[Supplied data — start]

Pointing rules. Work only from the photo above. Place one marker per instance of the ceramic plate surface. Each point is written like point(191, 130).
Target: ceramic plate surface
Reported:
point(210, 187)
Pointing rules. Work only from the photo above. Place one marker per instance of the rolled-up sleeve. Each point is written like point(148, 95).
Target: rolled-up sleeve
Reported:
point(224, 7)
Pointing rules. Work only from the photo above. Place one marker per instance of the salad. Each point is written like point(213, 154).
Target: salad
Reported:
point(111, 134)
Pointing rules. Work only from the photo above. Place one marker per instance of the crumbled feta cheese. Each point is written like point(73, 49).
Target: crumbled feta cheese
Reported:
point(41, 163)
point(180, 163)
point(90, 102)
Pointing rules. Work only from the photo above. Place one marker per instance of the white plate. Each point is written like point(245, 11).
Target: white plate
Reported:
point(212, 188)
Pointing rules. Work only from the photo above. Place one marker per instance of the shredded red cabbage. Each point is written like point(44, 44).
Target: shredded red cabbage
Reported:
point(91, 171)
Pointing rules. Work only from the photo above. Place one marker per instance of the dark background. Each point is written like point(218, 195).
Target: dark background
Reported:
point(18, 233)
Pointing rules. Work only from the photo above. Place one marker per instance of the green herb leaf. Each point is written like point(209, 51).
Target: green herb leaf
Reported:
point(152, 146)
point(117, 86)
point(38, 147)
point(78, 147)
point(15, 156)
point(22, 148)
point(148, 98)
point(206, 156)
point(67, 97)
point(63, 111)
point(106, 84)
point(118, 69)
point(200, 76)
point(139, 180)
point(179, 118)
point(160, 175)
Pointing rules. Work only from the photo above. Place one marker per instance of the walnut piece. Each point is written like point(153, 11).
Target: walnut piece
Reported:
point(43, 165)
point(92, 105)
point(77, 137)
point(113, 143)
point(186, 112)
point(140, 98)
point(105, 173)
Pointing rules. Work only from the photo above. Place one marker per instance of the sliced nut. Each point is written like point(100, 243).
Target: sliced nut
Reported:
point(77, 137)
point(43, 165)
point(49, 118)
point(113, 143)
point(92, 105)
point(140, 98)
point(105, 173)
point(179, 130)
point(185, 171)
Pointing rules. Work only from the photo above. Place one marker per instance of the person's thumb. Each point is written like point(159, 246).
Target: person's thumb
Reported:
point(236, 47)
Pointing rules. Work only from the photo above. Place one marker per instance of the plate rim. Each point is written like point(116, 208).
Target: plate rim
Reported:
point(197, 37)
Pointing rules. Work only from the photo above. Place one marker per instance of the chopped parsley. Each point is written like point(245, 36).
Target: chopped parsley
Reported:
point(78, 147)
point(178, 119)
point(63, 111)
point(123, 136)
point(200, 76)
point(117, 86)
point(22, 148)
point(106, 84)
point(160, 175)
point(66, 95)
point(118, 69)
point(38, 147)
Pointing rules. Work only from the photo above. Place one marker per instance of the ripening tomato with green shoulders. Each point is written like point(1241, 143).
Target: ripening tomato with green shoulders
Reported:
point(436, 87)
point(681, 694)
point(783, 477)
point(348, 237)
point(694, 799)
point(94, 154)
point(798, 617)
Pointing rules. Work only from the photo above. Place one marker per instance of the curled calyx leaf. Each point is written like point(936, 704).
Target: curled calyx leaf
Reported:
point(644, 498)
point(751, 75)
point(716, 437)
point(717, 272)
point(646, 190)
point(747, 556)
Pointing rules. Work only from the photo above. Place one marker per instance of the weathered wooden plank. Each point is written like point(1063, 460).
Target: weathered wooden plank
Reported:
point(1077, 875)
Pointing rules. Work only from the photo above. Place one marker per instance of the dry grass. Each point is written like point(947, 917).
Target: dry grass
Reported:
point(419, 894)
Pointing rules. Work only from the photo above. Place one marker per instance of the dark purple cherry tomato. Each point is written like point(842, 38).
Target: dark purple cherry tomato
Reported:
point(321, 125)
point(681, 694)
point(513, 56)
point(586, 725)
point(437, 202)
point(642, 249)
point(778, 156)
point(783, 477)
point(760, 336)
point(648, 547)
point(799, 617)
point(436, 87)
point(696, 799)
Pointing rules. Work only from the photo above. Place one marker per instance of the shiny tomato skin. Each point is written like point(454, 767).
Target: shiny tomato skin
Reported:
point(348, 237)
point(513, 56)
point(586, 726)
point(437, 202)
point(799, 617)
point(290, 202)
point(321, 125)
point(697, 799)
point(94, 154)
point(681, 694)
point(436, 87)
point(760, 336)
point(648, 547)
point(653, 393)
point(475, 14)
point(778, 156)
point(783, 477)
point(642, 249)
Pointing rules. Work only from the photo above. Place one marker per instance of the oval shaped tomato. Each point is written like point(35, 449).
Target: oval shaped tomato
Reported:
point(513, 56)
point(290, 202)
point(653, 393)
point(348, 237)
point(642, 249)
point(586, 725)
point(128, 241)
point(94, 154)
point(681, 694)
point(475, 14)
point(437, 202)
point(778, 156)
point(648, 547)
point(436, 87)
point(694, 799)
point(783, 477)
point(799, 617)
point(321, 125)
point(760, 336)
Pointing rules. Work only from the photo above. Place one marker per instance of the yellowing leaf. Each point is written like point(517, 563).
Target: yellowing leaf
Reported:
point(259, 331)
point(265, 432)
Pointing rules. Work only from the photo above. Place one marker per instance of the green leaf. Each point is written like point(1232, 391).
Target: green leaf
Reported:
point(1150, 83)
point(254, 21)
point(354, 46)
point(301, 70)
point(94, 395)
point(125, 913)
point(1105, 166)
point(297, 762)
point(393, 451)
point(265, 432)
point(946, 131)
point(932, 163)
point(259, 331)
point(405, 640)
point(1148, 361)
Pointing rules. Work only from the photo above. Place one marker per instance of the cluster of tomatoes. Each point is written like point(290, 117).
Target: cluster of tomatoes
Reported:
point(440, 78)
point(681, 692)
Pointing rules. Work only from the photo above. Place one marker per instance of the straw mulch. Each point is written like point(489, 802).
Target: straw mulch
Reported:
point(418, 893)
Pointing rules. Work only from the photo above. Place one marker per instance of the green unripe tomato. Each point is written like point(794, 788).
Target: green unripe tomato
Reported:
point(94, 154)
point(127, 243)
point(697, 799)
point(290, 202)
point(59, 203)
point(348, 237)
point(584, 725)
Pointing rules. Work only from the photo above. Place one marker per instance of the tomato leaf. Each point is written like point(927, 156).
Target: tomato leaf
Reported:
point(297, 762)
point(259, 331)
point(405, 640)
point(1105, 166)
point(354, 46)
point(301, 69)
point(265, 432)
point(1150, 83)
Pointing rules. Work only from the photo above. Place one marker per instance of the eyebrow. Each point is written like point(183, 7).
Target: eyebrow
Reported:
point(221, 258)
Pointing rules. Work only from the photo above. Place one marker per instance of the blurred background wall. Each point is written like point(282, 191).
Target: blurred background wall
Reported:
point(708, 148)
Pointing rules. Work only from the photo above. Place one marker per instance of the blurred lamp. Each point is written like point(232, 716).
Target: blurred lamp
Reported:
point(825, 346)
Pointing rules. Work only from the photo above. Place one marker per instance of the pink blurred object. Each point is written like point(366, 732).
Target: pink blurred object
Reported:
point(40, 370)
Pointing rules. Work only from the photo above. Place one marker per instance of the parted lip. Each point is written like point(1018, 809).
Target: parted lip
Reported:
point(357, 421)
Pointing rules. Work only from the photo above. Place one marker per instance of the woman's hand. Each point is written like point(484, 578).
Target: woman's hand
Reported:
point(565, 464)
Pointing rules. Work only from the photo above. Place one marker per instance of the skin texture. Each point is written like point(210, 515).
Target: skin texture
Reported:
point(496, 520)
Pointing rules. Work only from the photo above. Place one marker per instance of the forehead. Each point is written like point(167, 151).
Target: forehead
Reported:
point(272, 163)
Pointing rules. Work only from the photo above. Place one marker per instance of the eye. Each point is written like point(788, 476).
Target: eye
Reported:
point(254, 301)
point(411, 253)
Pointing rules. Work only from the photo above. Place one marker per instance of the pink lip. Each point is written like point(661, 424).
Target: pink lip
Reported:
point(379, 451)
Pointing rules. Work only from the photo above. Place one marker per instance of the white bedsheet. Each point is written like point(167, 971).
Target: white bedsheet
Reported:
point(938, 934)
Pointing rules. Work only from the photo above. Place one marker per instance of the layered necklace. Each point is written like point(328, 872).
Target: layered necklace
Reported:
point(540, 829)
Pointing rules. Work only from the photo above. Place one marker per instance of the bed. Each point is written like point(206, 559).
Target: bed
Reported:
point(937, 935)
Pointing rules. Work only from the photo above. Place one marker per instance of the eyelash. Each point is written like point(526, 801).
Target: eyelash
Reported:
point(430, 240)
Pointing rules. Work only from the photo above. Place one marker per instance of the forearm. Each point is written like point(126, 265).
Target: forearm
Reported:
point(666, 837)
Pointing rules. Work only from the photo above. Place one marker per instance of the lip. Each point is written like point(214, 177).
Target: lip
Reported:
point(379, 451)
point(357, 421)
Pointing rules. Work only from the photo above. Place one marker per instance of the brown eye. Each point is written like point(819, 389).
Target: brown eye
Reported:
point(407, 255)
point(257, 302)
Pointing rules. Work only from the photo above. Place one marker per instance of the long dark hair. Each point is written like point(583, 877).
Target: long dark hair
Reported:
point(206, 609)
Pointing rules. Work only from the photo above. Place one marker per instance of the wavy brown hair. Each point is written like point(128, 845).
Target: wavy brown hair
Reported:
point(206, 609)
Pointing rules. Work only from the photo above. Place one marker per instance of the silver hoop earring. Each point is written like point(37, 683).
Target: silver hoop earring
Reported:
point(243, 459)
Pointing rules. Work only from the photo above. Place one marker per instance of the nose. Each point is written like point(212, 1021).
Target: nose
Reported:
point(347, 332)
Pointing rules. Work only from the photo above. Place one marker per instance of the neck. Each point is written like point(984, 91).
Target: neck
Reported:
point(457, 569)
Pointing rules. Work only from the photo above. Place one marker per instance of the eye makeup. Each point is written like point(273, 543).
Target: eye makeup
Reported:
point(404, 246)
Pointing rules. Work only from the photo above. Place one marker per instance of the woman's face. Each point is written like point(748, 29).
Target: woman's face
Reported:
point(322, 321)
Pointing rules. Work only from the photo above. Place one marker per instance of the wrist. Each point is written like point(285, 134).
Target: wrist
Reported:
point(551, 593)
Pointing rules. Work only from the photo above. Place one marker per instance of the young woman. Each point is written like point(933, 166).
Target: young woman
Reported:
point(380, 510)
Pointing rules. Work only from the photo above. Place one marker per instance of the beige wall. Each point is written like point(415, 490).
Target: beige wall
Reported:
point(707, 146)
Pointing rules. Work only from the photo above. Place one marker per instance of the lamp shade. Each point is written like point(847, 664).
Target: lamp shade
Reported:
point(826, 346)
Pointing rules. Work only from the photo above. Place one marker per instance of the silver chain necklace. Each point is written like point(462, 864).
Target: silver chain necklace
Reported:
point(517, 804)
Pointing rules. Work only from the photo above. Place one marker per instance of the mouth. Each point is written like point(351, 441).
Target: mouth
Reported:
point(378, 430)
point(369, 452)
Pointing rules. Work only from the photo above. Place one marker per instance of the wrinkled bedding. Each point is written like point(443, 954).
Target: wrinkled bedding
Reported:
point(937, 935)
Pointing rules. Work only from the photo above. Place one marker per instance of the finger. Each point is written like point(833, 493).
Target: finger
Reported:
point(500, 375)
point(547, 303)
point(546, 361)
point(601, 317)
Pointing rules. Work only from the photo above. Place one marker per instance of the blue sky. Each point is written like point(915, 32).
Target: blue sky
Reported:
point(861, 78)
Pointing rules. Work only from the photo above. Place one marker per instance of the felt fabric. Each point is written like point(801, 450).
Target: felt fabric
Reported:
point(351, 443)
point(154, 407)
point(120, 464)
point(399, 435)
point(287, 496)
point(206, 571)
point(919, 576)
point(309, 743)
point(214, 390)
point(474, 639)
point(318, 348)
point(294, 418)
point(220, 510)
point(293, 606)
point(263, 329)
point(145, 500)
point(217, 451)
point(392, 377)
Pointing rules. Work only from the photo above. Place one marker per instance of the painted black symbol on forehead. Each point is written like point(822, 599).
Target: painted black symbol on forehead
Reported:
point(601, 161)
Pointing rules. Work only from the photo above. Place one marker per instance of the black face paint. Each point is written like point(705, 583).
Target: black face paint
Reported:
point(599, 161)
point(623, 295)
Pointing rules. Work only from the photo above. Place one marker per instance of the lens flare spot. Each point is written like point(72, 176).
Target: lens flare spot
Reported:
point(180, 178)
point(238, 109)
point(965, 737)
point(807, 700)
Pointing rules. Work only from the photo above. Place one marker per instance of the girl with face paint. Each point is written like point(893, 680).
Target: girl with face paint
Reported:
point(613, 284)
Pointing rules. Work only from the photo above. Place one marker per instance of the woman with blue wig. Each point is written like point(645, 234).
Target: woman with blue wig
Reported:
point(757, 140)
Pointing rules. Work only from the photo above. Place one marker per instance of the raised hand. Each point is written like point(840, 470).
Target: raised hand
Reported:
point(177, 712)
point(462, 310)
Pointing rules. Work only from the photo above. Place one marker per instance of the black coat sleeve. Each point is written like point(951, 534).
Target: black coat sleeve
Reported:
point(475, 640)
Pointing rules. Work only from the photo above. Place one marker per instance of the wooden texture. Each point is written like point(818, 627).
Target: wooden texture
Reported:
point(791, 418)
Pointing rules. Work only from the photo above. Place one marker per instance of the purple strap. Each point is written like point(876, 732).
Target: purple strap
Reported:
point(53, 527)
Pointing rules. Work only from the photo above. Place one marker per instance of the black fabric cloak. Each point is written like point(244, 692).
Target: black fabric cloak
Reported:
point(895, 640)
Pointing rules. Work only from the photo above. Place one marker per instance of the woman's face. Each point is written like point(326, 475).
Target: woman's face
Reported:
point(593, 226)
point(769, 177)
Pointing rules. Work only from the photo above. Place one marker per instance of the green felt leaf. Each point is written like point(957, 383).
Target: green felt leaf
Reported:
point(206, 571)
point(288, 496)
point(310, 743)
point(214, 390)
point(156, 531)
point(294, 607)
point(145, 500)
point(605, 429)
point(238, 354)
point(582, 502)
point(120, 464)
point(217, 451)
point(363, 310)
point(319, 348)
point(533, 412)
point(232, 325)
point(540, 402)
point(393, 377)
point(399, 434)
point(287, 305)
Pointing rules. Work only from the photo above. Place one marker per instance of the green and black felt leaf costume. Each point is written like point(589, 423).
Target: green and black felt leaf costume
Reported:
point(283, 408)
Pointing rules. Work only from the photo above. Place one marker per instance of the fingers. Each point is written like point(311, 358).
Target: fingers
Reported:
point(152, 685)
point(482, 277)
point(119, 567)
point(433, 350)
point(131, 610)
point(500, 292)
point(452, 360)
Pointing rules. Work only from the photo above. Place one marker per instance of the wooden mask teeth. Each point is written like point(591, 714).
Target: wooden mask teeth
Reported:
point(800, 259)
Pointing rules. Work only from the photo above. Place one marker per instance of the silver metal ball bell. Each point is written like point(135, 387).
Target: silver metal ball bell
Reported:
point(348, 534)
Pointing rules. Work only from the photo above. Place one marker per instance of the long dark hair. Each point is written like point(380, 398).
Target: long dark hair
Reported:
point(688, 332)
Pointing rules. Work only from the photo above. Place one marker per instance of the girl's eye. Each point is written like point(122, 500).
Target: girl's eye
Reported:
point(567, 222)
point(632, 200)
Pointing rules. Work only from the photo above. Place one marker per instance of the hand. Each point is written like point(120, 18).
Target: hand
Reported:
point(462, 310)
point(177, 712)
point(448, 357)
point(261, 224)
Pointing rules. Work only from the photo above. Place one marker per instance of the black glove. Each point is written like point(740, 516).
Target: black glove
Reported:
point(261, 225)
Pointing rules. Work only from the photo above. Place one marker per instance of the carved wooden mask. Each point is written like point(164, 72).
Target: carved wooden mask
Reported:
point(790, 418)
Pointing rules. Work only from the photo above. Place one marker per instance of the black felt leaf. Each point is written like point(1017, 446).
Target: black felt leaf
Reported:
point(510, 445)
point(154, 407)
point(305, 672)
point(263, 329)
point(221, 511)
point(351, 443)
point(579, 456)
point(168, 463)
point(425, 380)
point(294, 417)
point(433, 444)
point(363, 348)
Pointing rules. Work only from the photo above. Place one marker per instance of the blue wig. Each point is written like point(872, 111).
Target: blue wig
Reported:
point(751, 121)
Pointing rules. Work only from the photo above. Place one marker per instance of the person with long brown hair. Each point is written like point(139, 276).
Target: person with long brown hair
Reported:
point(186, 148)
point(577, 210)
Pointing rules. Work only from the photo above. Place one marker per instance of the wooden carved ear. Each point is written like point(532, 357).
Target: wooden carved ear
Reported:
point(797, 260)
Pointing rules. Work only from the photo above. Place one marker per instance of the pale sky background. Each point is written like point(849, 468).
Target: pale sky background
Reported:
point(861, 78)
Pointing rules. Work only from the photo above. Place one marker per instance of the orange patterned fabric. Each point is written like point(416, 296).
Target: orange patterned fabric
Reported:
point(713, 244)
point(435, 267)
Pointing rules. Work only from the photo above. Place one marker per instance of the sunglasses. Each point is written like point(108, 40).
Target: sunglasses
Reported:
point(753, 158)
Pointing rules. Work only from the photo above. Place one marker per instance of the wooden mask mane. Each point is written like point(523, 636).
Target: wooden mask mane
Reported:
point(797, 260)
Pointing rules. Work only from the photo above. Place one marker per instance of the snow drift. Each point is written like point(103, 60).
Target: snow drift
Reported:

[Supplied data — finish]

Exercise details: This task calls for each line of the material that contains "straw".

Answer to this problem:
Pointing rules. Work only from the photo above. Place one marker per instance of the straw mulch. Each point is written like point(489, 802).
Target: straw mulch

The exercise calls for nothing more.